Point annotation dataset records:
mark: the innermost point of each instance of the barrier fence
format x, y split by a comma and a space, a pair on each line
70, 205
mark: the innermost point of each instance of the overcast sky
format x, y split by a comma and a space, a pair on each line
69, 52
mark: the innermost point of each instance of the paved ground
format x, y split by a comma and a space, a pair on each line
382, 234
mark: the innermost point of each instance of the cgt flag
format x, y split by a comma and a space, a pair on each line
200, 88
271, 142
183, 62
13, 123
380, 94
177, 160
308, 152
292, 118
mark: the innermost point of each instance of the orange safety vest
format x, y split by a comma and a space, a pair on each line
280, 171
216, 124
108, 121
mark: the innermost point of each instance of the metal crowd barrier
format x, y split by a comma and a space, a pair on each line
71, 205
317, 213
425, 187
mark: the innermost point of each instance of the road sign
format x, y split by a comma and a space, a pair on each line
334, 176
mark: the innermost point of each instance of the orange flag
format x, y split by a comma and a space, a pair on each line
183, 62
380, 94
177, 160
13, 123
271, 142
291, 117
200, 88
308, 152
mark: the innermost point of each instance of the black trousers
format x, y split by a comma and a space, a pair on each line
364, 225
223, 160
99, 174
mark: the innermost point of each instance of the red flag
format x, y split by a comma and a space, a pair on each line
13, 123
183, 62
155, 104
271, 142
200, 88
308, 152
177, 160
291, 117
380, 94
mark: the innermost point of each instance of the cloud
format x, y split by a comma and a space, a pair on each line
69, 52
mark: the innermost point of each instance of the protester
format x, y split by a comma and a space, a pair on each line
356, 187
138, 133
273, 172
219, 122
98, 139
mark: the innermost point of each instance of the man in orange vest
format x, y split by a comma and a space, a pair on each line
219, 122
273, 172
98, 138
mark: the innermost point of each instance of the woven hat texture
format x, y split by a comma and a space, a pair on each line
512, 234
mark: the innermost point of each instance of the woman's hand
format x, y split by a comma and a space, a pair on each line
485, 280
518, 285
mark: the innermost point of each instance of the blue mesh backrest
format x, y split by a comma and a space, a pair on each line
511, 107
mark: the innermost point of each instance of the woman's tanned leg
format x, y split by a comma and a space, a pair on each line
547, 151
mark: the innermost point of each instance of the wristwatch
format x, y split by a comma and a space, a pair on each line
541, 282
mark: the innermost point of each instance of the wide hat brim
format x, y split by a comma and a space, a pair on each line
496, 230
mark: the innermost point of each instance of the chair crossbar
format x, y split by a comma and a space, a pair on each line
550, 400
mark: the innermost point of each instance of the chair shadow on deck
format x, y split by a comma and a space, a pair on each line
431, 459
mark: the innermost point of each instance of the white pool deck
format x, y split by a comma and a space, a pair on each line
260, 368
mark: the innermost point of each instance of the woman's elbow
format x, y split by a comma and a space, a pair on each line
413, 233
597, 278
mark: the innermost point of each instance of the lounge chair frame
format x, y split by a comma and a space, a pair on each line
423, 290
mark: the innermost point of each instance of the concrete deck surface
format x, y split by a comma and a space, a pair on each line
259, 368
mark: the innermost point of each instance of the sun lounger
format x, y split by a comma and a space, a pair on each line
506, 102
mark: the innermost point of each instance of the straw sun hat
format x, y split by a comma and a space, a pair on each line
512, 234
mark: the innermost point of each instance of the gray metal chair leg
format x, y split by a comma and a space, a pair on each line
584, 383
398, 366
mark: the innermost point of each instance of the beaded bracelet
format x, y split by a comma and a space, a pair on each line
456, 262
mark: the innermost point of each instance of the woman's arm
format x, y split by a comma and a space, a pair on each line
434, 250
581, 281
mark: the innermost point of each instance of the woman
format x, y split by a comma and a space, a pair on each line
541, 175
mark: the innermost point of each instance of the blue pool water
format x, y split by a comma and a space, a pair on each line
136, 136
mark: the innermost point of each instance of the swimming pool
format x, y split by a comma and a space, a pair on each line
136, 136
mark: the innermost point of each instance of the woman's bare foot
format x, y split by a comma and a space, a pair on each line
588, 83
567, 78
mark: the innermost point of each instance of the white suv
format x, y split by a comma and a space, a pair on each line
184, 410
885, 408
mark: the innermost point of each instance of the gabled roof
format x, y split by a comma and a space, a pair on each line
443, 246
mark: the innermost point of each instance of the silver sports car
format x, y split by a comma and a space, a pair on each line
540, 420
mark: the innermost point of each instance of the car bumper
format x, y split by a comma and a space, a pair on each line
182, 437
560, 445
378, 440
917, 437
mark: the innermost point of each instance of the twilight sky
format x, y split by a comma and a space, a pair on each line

▶ [What is being asked]: Reproduce the material in full, with no word added or dropped.

▶ [Written response]:
mark: the innermost point of each instance of the barrier fence
format x, y split by a comma and a space, a pair on each line
70, 205
mark: the innermost point of each instance of the overcast sky
format x, y split by a comma and a space, a pair on each line
69, 52
mark: the innermost point of each instance of the paved ground
format x, y split by a comma and a space, a pair on each line
382, 234
mark: the innermost point of each instance of the cgt flag
format x, y split by a comma and a space, a pair on each line
200, 88
271, 142
183, 62
13, 123
380, 94
177, 160
308, 152
292, 118
mark: the innermost point of each instance of the orange safety vest
format x, y split by a comma and a space, a pair on each line
280, 171
216, 124
108, 121
mark: the innermost point of each instance of the metal crowd barrier
format x, y split by a comma and a space, a pair on each line
71, 205
317, 213
425, 187
mark: the innermost point of each instance of the road sign
format x, y split by a comma and a space, a pair on each line
334, 176
mark: the innermost point of each instance of the orange flag
format x, y split by a comma and a space, a pair on each line
183, 62
380, 94
177, 160
13, 123
271, 142
291, 117
200, 88
308, 152
mark: the innermost point of each instance of the black trousers
format x, y split by a comma and a space, a pair on each line
364, 225
223, 160
99, 174
mark: the innermost point of each instance of the red flag
format x, y split by a comma and a space, a pair on each line
13, 123
183, 62
155, 104
271, 142
200, 88
308, 152
177, 160
291, 117
380, 94
mark: the innermost point of each instance of the cloud
format x, y split by a comma and a space, a pair on each line
69, 52
mark: the innermost point of each instance of the protester
format x, y split by a comma and a space, a pair on each line
356, 187
138, 133
273, 172
219, 122
98, 139
mark: the innermost point of each instance of the man in orange vest
format x, y split by a comma and a space, a pair on each line
219, 122
273, 172
98, 138
mark: the innermost point of each instance of the woven hat texture
format x, y split by a comma and a space, a pair on each line
512, 234
mark: the innermost point of each instance of the woman's hand
format x, y split by a comma and a space, a pair on each line
485, 280
518, 285
mark: the innermost point of each instance of the blue mesh backrest
format x, y split by a comma and a space, a pair on each line
511, 107
mark: the innermost point of each instance of the woman's tanned leg
format x, y split by a comma and a space, a pair on each line
547, 151
mark: the innermost point of each instance of the wristwatch
format x, y split by a comma and a space, a pair on each line
541, 282
mark: the innermost point of each instance of the wide hat brim
format x, y split by a comma and a space, a pair on each line
496, 230
mark: the innermost point of each instance of the chair crossbar
format x, y split by a comma and a space, a pair on each line
550, 400
mark: the innermost point of each instance of the chair shadow on deck
format x, y split by a comma and a space, a pair on each line
431, 459
mark: the innermost point of each instance of the white pool deck
format x, y split by a comma and a space, a pair on each line
260, 368
mark: the innermost point of each instance of the woman's elbow
format x, y split by a comma and a space, a pair on each line
413, 233
597, 278
mark: the innermost point of each instance of the lounge chair frame
format x, y split by a comma and a space, a pair on each line
423, 290
mark: the innermost point of each instance of the concrete deck surface
format x, y split by a comma and a space, a pair on each line
259, 368
mark: the innermost point of each instance of the sun lounger
format x, y split by a comma and a space, a pair on each line
506, 102
mark: the innermost point of each instance of the straw sun hat
format x, y split by a comma and a space, a pair on each line
512, 234
mark: the innermost point of each instance of the gray metal chair leg
format x, y split by a comma and a space, a pair on each line
584, 383
398, 366
mark: the innermost point of each instance of the beaded bracelet
format x, y split by a comma and a space, a pair on each line
456, 262
mark: the innermost point of each instance of the woman's arm
format x, y split by a comma and a space, a pair on each line
434, 250
581, 281
mark: the innermost point of each instance of the woman
format x, y split by a comma and a space, a pair on each line
541, 175
mark: the innermost point of each instance of the blue pool water
format x, y split by a comma and a space, a pair on each line
136, 136
mark: the innermost point of each instance of the swimming pool
format x, y split by a comma and a space, a pair on each line
136, 136
mark: the innermost point of each instance of the woman's bare foot
format x, y split by a comma and a space, a pair on each line
588, 83
567, 78
mark: the innermost point of each instance of the white suv
format x, y split by a comma and a space, a pair on each line
184, 410
885, 408
mark: the innermost point of each instance of the gabled roof
format x, y split by a comma and a space, a pair on each line
443, 246
mark: the innermost point of each instance of the silver sports car
format x, y split by a comma and a space, a pair on each line
540, 420
mark: the innermost point of each instance of the car bumper
format x, y split by a comma and a space, a pair on each line
182, 437
560, 445
378, 440
917, 437
mark: the innermost point of each instance of the twilight sky
format x, y split by a comma and a space, a pair on each line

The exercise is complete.